[Data entries]
>>>>

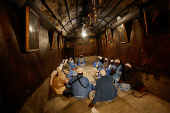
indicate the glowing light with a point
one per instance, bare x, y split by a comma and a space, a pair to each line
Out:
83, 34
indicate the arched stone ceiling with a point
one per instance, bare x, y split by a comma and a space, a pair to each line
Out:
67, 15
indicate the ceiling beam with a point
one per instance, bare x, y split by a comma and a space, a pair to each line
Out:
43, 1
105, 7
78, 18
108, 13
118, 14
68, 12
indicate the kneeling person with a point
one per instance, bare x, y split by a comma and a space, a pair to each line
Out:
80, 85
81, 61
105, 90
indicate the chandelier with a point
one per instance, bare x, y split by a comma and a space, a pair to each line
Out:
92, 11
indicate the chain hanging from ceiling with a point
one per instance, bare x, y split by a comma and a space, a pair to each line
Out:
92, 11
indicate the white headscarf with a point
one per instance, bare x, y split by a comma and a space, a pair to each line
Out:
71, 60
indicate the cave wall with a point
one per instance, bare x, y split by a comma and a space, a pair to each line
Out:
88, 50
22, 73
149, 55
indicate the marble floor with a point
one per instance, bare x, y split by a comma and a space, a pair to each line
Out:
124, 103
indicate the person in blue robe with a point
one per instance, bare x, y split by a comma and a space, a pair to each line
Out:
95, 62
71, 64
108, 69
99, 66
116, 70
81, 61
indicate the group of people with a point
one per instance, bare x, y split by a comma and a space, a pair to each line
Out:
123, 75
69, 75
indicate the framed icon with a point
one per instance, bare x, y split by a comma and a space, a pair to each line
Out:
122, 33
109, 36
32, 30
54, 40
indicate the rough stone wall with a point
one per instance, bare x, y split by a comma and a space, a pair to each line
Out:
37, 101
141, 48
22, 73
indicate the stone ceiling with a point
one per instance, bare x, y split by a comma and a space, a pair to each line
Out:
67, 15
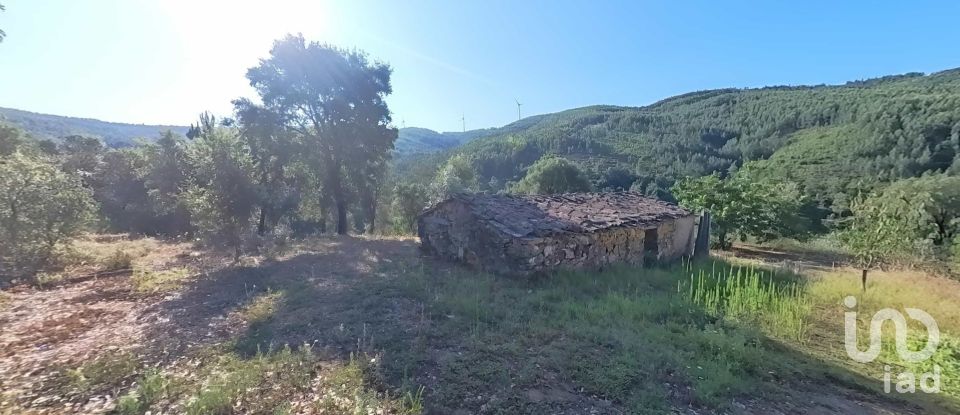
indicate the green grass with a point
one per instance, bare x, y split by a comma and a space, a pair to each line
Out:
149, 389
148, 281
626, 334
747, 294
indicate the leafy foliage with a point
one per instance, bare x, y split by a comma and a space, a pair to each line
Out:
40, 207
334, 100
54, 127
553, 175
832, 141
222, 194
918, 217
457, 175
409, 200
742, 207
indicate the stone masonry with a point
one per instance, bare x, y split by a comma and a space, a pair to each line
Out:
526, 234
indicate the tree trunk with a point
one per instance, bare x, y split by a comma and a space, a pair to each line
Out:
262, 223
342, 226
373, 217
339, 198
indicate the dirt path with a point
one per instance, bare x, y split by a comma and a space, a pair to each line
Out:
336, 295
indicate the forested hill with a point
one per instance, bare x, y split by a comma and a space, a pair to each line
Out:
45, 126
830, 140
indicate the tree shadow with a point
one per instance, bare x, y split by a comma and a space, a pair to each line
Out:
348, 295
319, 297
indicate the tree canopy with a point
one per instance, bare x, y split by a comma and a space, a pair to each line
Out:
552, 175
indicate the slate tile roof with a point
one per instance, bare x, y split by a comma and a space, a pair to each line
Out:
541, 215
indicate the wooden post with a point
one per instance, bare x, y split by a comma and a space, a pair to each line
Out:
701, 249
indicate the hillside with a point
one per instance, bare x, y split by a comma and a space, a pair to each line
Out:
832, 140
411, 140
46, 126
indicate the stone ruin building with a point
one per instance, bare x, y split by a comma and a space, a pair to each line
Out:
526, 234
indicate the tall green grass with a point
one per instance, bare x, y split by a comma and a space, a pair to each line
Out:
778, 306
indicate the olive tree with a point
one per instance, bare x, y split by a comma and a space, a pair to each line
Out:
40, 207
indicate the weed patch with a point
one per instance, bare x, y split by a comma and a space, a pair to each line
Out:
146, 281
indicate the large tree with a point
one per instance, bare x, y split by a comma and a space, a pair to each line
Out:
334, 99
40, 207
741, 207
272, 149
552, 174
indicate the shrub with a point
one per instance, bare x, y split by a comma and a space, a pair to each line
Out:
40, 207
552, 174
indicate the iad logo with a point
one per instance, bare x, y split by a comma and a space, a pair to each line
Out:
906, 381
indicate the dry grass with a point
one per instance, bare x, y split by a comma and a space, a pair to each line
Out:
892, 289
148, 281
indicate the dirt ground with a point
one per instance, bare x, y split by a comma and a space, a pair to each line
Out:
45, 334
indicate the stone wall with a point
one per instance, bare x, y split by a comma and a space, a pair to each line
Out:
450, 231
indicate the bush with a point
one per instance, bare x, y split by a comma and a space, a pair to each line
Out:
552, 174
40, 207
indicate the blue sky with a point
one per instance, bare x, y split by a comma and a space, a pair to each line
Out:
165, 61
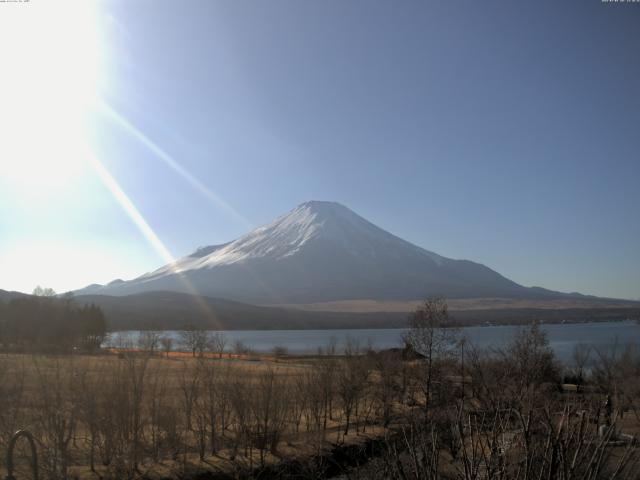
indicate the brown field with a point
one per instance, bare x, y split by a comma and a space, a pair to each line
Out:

<<<<
>>>>

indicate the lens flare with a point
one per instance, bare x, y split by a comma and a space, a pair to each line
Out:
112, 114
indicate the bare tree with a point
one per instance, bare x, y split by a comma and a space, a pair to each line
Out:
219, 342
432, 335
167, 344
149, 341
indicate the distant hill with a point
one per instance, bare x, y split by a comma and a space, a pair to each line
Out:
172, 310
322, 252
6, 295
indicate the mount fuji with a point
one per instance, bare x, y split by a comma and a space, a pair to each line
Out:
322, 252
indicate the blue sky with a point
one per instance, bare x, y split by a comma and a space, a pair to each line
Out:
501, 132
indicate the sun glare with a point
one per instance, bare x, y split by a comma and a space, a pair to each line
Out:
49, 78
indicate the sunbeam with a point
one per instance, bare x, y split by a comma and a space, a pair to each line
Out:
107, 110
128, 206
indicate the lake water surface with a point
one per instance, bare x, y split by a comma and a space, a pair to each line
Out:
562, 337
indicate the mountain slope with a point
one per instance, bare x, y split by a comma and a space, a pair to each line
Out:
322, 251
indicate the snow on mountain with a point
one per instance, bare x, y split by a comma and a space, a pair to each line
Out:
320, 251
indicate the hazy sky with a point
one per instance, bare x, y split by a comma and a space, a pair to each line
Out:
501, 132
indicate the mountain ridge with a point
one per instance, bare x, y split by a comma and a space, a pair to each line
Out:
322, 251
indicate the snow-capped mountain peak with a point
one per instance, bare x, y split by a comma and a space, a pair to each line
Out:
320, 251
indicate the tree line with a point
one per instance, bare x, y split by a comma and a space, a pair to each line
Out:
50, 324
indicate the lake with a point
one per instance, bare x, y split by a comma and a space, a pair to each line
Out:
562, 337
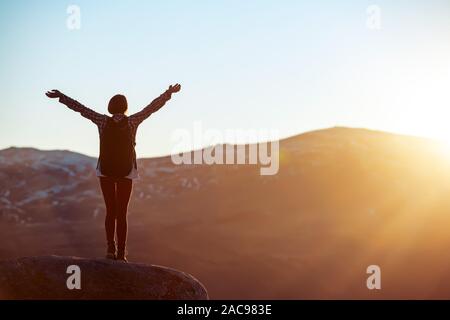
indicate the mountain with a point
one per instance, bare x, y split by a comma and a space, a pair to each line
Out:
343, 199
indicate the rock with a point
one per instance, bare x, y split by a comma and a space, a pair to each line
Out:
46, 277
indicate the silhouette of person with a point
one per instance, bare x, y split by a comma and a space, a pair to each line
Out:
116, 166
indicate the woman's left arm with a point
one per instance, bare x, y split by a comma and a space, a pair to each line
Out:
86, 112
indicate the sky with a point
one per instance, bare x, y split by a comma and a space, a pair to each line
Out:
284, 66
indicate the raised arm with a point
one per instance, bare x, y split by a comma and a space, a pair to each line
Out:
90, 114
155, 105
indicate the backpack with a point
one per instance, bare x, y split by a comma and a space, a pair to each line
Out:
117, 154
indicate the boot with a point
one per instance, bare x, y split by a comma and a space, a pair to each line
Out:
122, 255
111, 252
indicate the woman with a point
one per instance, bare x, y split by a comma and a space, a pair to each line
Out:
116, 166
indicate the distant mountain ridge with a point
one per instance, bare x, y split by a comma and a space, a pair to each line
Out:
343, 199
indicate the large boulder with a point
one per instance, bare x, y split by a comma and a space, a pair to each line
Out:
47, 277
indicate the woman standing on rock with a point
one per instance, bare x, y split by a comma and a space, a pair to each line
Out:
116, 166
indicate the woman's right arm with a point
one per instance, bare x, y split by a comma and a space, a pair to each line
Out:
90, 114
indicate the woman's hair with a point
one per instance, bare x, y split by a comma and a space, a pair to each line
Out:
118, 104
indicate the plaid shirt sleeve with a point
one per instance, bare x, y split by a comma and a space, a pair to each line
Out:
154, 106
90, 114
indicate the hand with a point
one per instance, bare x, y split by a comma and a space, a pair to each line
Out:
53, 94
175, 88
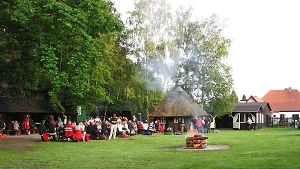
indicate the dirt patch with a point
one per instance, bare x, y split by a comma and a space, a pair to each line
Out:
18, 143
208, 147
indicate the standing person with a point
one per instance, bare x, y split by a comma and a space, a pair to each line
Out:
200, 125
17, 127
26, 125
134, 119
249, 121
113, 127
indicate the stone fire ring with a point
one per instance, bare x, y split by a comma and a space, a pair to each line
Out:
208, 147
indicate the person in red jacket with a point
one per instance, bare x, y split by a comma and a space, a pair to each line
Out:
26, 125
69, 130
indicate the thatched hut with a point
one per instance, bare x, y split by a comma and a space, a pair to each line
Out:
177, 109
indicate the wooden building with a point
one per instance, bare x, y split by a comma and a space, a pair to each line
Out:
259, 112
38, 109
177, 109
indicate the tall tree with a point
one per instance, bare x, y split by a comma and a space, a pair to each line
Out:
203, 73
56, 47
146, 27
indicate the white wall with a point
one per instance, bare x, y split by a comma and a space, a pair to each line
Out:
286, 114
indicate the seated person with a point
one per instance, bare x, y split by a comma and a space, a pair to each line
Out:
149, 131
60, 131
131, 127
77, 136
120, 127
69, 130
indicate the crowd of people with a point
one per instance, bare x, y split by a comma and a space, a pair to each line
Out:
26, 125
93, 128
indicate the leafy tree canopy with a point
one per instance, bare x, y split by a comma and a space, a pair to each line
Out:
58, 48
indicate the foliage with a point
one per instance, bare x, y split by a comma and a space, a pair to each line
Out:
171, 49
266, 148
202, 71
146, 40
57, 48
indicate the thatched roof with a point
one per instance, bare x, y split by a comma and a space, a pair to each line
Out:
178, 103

<<<<

**Exercise directions:** Locate every line in the data above that contains the word "grass", and copy each one. Case counts.

**Response to the task:**
indicate the green grass with a point
indicate the tall green grass with a point
indicate the dry grass with a point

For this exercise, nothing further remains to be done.